PROBLEM: Reproduce the lines from the start of the records through the line holding "box: [374, 80, 569, 577]", both ends included, and omit the pictures.

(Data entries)
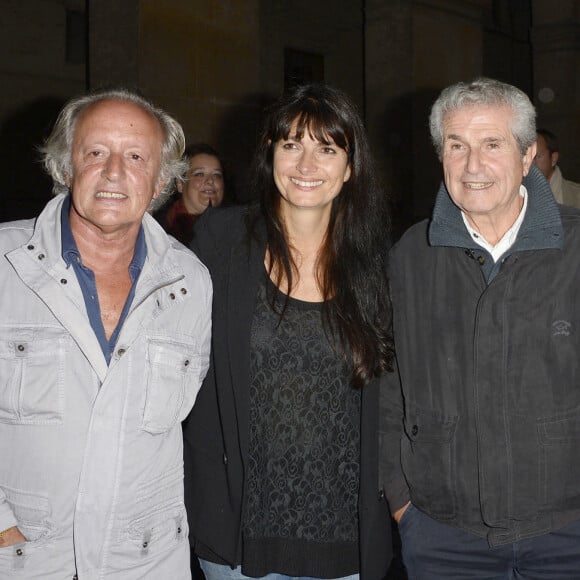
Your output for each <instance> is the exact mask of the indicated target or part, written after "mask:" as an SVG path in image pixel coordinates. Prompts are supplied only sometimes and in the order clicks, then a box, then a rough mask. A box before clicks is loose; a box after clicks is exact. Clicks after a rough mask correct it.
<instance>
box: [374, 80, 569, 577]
mask: <svg viewBox="0 0 580 580" xmlns="http://www.w3.org/2000/svg"><path fill="white" fill-rule="evenodd" d="M430 128H431V136H432V139H433V142H434V144H435V148H436V150H437V153H438V154H439V157H440V159H441V161H442V164H443V183H442V185H441V187H440V189H439V192H438V194H437V199H436V202H435V207H434V210H433V214H432V217H431V219H430V220H428V221H427V220H426V221H424V222H422V223H419V224H416V225H415V226H413V227H411V228H410V229H409V231H408V232H406V233H405V234H404V236H403V237H402V238H401V240H400V241H399V242H398V243H397V244H396V246H395V247H394V248H393V250H392V252H391V255H390V262H389V269H390V277H389V278H390V281H391V282H390V283H391V293H392V301H393V309H394V318H393V320H394V323H393V324H394V339H395V347H396V352H397V363H398V371H397V372H396V373H394V374H393V375H392V376H391V377H389V381H390V382H389V384H388V386H387V388H386V389H384V391H383V394H382V400H381V416H382V426H381V455H380V464H381V465H380V471H381V480H382V483H383V486H384V489H385V492H386V495H387V498H388V500H389V504H390V507H391V510H392V513H393V516H394V518H395V520H396V521H397V522H398V524H399V532H400V535H401V539H402V545H403V560H404V563H405V565H406V567H407V571H408V573H409V578H419V579H421V580H434V579H441V580H443V579H445V580H447V579H449V578H462V579H463V578H464V579H468V578H469V579H470V580H471V579H486V580H487V579H492V578H493V579H498V580H499V579H508V578H523V579H530V580H531V579H534V580H538V579H544V578H545V579H549V580H556V579H567V580H570V579H572V578H578V577H579V571H580V550H578V546H579V545H580V461H578V458H579V457H580V357H579V356H578V353H579V352H580V332H579V329H580V296H579V294H578V291H577V289H578V288H579V287H580V267H579V261H578V256H579V255H580V211H578V210H576V209H573V208H569V207H564V206H558V205H557V204H556V202H555V200H554V198H553V196H552V193H551V191H550V188H549V186H548V184H547V182H546V181H545V179H544V178H543V176H542V175H541V173H540V171H539V170H538V169H537V168H536V167H535V166H534V165H533V164H532V161H533V159H534V155H535V151H536V145H535V141H536V129H535V110H534V107H533V105H532V103H531V102H530V100H529V98H528V97H527V96H526V95H525V94H524V93H523V92H522V91H520V90H519V89H517V88H516V87H514V86H511V85H508V84H505V83H501V82H499V81H495V80H491V79H486V78H482V79H478V80H476V81H474V82H472V83H458V84H455V85H453V86H451V87H448V88H447V89H445V90H444V91H443V92H442V93H441V95H440V96H439V98H438V99H437V101H436V102H435V104H434V105H433V108H432V111H431V118H430Z"/></svg>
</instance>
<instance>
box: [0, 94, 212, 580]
mask: <svg viewBox="0 0 580 580" xmlns="http://www.w3.org/2000/svg"><path fill="white" fill-rule="evenodd" d="M184 144H185V139H184V136H183V130H182V129H181V126H180V125H179V124H178V123H177V122H176V121H175V120H174V119H172V118H171V117H170V116H169V115H167V113H165V112H163V111H162V110H161V109H159V108H157V107H155V106H154V105H152V104H151V103H150V102H148V101H147V100H145V99H144V98H142V97H141V96H139V95H137V94H136V93H133V92H129V91H127V90H110V91H100V92H96V93H92V94H89V95H85V96H81V97H79V98H76V99H73V100H72V101H70V102H69V103H67V104H66V105H65V107H64V108H63V110H62V111H61V114H60V116H59V118H58V120H57V122H56V125H55V127H54V130H53V132H52V134H51V136H50V137H49V138H48V140H47V142H46V144H45V146H44V148H43V153H44V161H45V166H46V168H47V170H48V171H49V173H50V174H51V175H52V177H53V180H54V184H55V188H54V189H55V192H56V193H57V195H56V197H55V198H54V199H53V200H51V201H50V202H49V203H48V204H47V205H46V207H45V209H44V210H43V212H42V213H41V214H40V216H39V217H38V218H37V219H36V220H27V221H18V222H12V223H5V224H2V225H0V256H1V259H0V296H1V297H2V301H1V304H0V577H2V578H26V579H27V580H29V579H32V578H38V579H40V578H42V579H43V580H57V579H58V580H62V579H63V578H69V579H71V580H72V579H73V578H79V579H81V580H84V579H91V578H104V577H114V578H123V580H129V579H134V580H137V579H144V578H146V579H151V580H158V579H160V578H172V579H174V578H175V579H183V580H186V579H188V578H190V572H189V543H188V541H187V534H188V525H187V520H186V514H185V508H184V501H183V467H182V436H181V424H180V421H181V420H182V419H184V417H185V416H186V415H187V413H188V412H189V410H190V408H191V406H192V405H193V402H194V400H195V397H196V395H197V392H198V390H199V387H200V385H201V381H202V380H203V378H204V376H205V374H206V371H207V367H208V364H209V343H210V325H211V299H212V288H211V281H210V278H209V275H208V272H207V270H206V269H205V267H204V266H203V265H202V264H201V263H200V262H199V260H198V259H197V258H196V257H195V256H194V255H193V254H192V253H191V252H190V251H189V250H187V249H186V248H185V247H184V246H182V245H181V244H179V243H178V242H176V241H175V240H173V239H172V238H169V237H168V236H167V235H166V234H165V233H164V231H163V230H162V228H161V227H160V226H159V225H158V224H157V222H156V221H155V220H154V219H153V218H152V217H151V216H149V215H148V214H147V209H148V208H149V206H150V204H151V202H152V201H153V200H156V199H158V198H159V197H160V196H162V195H163V194H164V191H165V190H166V189H167V188H168V187H170V185H171V182H172V180H173V178H174V177H175V176H176V175H178V174H180V173H181V171H182V169H183V168H182V163H181V155H182V153H183V149H184ZM166 186H167V187H166ZM59 192H60V193H59Z"/></svg>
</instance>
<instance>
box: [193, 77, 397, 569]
mask: <svg viewBox="0 0 580 580" xmlns="http://www.w3.org/2000/svg"><path fill="white" fill-rule="evenodd" d="M253 176H254V179H253V184H254V187H255V191H256V193H257V194H258V195H259V200H260V202H259V204H256V205H253V206H249V207H246V208H231V209H227V210H221V211H219V212H218V211H215V212H214V211H213V210H211V209H210V210H208V212H206V213H205V214H204V216H203V217H202V218H201V219H200V220H199V221H198V222H197V224H196V227H195V235H194V240H193V245H192V248H193V249H194V251H195V252H196V253H197V254H198V256H199V257H200V258H201V259H202V260H203V261H204V263H205V264H206V265H207V267H208V268H209V270H210V272H211V275H212V279H213V284H214V302H213V347H212V348H213V351H212V363H211V368H210V371H209V373H208V376H207V378H206V381H205V383H204V385H203V387H202V390H201V392H200V394H199V396H198V400H197V402H196V404H195V408H194V410H193V412H192V414H191V415H190V417H189V419H188V421H187V423H186V425H185V442H186V445H185V447H186V480H185V486H186V501H187V507H188V515H189V520H190V525H191V542H192V548H193V550H194V553H195V554H196V555H197V556H198V557H199V558H200V562H201V565H202V568H203V570H204V573H205V575H206V577H207V578H208V580H218V579H221V578H244V577H245V576H252V577H259V576H265V575H267V574H277V575H281V576H282V577H284V576H289V577H310V578H344V577H351V576H353V577H356V576H357V575H358V574H359V573H360V574H361V576H362V577H363V579H373V578H376V579H377V580H378V579H380V578H383V577H384V576H385V574H386V571H387V568H388V564H389V561H390V558H391V541H390V517H389V513H388V508H387V505H386V502H385V500H384V498H383V497H382V496H381V495H380V494H379V490H378V477H377V400H378V383H379V377H380V375H381V374H382V373H383V372H384V371H386V370H388V369H390V368H391V366H392V358H393V354H392V343H391V339H390V336H389V332H388V330H389V325H390V305H389V303H388V292H387V282H386V276H385V264H384V260H385V252H386V249H387V242H388V240H387V231H388V215H387V211H386V203H385V197H384V193H383V192H382V191H381V189H380V188H379V186H378V183H377V180H376V179H375V174H374V170H373V163H372V160H371V156H370V153H369V148H368V144H367V139H366V135H365V131H364V128H363V124H362V122H361V119H360V117H359V115H358V114H357V112H356V109H355V107H354V106H353V105H352V103H351V101H350V100H349V99H348V98H347V97H346V95H345V94H343V93H342V92H340V91H338V90H336V89H333V88H331V87H328V86H326V85H319V84H312V85H305V86H301V87H298V88H295V89H294V90H292V91H291V92H289V93H288V94H286V95H285V96H283V97H282V98H281V99H280V100H279V101H278V102H277V103H276V104H275V105H274V106H273V107H272V108H271V109H270V111H269V114H268V116H267V119H266V122H265V125H264V130H263V132H262V135H261V138H260V141H259V145H258V150H257V153H256V156H255V162H254V170H253Z"/></svg>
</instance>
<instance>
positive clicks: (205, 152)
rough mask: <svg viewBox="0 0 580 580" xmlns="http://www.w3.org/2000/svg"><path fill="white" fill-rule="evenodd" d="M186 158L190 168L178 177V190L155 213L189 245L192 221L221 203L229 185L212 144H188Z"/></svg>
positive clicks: (221, 203)
mask: <svg viewBox="0 0 580 580" xmlns="http://www.w3.org/2000/svg"><path fill="white" fill-rule="evenodd" d="M183 159H184V161H187V162H188V169H187V173H186V174H185V175H184V176H183V177H182V178H181V179H177V180H176V188H177V192H176V194H175V195H172V196H171V197H170V198H169V199H168V200H167V202H166V203H165V204H164V205H163V206H162V207H161V208H160V209H159V210H158V211H156V212H155V213H154V214H153V216H154V217H155V219H157V221H158V222H159V223H160V224H161V226H163V229H164V230H165V231H166V232H167V233H169V234H171V235H172V236H173V237H175V238H177V239H178V240H179V241H180V242H181V243H183V244H185V245H186V246H188V245H189V244H190V242H191V238H192V237H193V224H194V223H195V221H196V220H197V218H198V217H199V216H200V215H201V214H202V213H203V212H204V211H205V210H206V209H207V208H208V207H210V206H211V207H218V206H220V205H221V204H222V203H223V202H224V196H225V195H226V189H225V178H224V169H223V163H222V160H221V157H220V156H219V154H218V152H217V151H216V150H215V149H214V148H213V147H211V146H210V145H207V144H206V143H197V144H195V145H189V146H187V147H186V148H185V152H184V154H183ZM230 197H231V195H230Z"/></svg>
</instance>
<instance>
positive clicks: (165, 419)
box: [142, 338, 201, 434]
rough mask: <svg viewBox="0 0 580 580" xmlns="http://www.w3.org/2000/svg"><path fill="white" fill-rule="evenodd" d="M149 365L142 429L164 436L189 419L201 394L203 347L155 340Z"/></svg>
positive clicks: (181, 343)
mask: <svg viewBox="0 0 580 580" xmlns="http://www.w3.org/2000/svg"><path fill="white" fill-rule="evenodd" d="M147 362H148V369H147V387H146V398H145V407H144V409H143V421H142V428H143V429H144V430H145V431H147V432H149V433H155V434H156V433H164V432H166V431H168V430H169V429H171V428H172V427H173V426H174V425H175V424H176V423H177V422H179V421H182V420H183V419H185V416H186V415H187V413H188V412H189V409H190V408H191V405H192V404H193V401H194V399H195V395H196V394H197V391H198V390H199V385H200V382H201V377H200V373H201V355H200V351H199V346H198V345H197V344H195V343H193V342H191V343H186V342H180V341H176V340H172V339H169V338H151V339H149V344H148V346H147Z"/></svg>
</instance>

ANSWER TO THIS TASK:
Your output for each <instance> is the exact mask of the indicated target or part, written after "mask:" as an SVG path in image pixel coordinates. Prompts are supplied only sometimes and in the order clicks, then a box, then a rough mask. A box before clicks is loose; a box after clicks is exact. Clicks after a rough mask correct it.
<instance>
box: [374, 80, 569, 577]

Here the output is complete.